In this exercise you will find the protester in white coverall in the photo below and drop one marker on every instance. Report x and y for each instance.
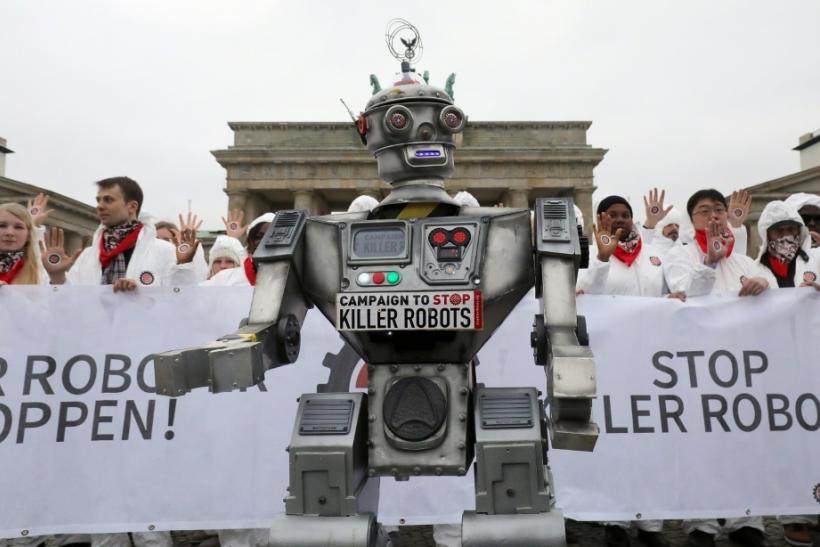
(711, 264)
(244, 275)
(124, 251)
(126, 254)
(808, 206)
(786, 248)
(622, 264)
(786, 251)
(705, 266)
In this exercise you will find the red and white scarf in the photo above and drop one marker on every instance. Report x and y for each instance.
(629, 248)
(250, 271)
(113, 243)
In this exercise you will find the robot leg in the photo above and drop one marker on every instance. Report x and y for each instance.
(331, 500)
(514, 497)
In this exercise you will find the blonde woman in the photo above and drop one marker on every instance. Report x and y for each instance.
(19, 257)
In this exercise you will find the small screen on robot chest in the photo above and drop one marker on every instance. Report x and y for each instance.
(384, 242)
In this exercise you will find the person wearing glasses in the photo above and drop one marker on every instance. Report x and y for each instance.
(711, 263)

...

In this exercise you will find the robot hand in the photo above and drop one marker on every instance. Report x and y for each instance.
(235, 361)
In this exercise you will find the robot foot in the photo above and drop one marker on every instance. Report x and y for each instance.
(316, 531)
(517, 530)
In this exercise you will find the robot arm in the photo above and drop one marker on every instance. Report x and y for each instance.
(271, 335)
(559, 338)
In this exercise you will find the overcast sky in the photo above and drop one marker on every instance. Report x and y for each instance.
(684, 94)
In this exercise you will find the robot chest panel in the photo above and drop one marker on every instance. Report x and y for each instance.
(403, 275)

▸ **Ejercicio**:
Saca del listado todas las líneas donde aparece la palabra "white".

▸ **Solución**:
In this exercise you will find the protester in white coverall in the photo below and drop one marker on every instance. Report x and y for each instance.
In this exercise you will find the red and white scarf in the photo above and drop one marker on every instance. Report x and y for each instance.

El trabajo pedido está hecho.